**What you should do**
Revise the records below by replacing "street lamp" with "lamppost" and leaving everything else unchanged. Leave the pictures out of your answer.

Records excerpted from a collection:
<<<<

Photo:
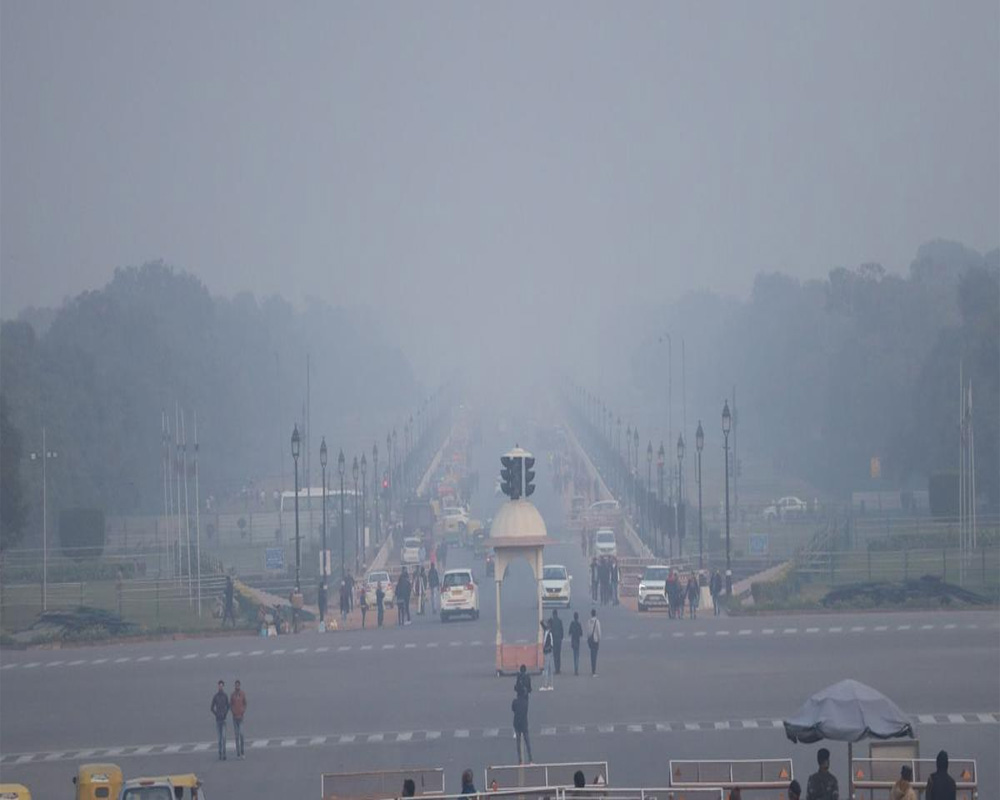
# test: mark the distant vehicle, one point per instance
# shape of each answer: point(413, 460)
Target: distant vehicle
point(413, 550)
point(785, 506)
point(556, 585)
point(371, 585)
point(653, 587)
point(459, 594)
point(605, 543)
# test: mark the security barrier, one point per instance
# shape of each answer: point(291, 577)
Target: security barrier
point(383, 783)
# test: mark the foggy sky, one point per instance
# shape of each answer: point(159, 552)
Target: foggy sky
point(451, 165)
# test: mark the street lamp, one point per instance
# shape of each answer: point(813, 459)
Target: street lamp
point(660, 461)
point(727, 424)
point(649, 484)
point(699, 443)
point(296, 444)
point(680, 495)
point(357, 522)
point(378, 528)
point(322, 558)
point(44, 456)
point(364, 503)
point(340, 469)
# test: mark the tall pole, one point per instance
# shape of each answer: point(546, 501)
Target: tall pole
point(197, 509)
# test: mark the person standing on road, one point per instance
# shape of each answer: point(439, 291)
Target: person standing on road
point(520, 708)
point(547, 654)
point(593, 640)
point(940, 785)
point(822, 784)
point(715, 587)
point(575, 635)
point(555, 626)
point(238, 707)
point(380, 603)
point(220, 708)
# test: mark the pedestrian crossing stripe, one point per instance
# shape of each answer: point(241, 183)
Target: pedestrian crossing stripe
point(400, 737)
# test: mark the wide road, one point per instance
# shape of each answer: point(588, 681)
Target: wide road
point(426, 694)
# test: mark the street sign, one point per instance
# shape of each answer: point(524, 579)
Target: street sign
point(274, 558)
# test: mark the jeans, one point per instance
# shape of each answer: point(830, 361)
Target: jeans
point(220, 725)
point(519, 735)
point(238, 735)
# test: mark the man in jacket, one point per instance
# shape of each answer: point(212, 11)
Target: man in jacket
point(575, 635)
point(822, 784)
point(593, 640)
point(238, 707)
point(220, 708)
point(940, 785)
point(520, 708)
point(555, 625)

>>>>

**Solution to the exercise**
Photo:
# test: mark the distant vehicle, one point per instance
# shape of each answer: point(413, 460)
Target: distant vehicle
point(413, 550)
point(785, 506)
point(556, 585)
point(371, 585)
point(653, 587)
point(459, 594)
point(605, 543)
# test: mark the security barrier, one point per instance
# shape of each answer: point(291, 577)
Target: security barrier
point(383, 783)
# test: mark the foggy sky, one point per instance
# shape of each answer: point(159, 552)
Target: foggy sky
point(451, 165)
# test: mark the lamppost, one point per instance
# shape of each answer: point(813, 459)
Target: lamppost
point(660, 461)
point(727, 424)
point(649, 484)
point(699, 443)
point(296, 444)
point(680, 495)
point(357, 522)
point(378, 528)
point(322, 558)
point(44, 456)
point(364, 503)
point(340, 469)
# test: mark the tall pole, one point per instance
# shape of each answer: point(546, 501)
Target: tall pole
point(197, 509)
# test: mark the person standing on road, one point per instance
# shape of each answer: point(439, 291)
Target: person standing on road
point(520, 708)
point(547, 654)
point(593, 640)
point(940, 785)
point(822, 784)
point(715, 587)
point(575, 635)
point(555, 626)
point(238, 707)
point(380, 603)
point(220, 708)
# test: mark the pedestrian crossing stripe, one point per instance
# shape of each answer: point(241, 183)
Target: pedestrian crossing stripe
point(400, 737)
# test: mark the wide road, one point per instance
# shape of each answer: point(588, 681)
Target: wide road
point(426, 694)
# test: mark the street sign, one point per instance
# shape of each answer: point(524, 579)
Target: street sign
point(274, 558)
# test: mark the jeans, one point per instance
# shape of each answer: point(830, 361)
Target: jeans
point(220, 725)
point(519, 735)
point(238, 735)
# test: mark the man in jacket, one point per instance
# shape of each answer: point(212, 11)
Target: man in jacket
point(575, 635)
point(822, 784)
point(593, 640)
point(238, 707)
point(220, 708)
point(940, 785)
point(520, 708)
point(555, 625)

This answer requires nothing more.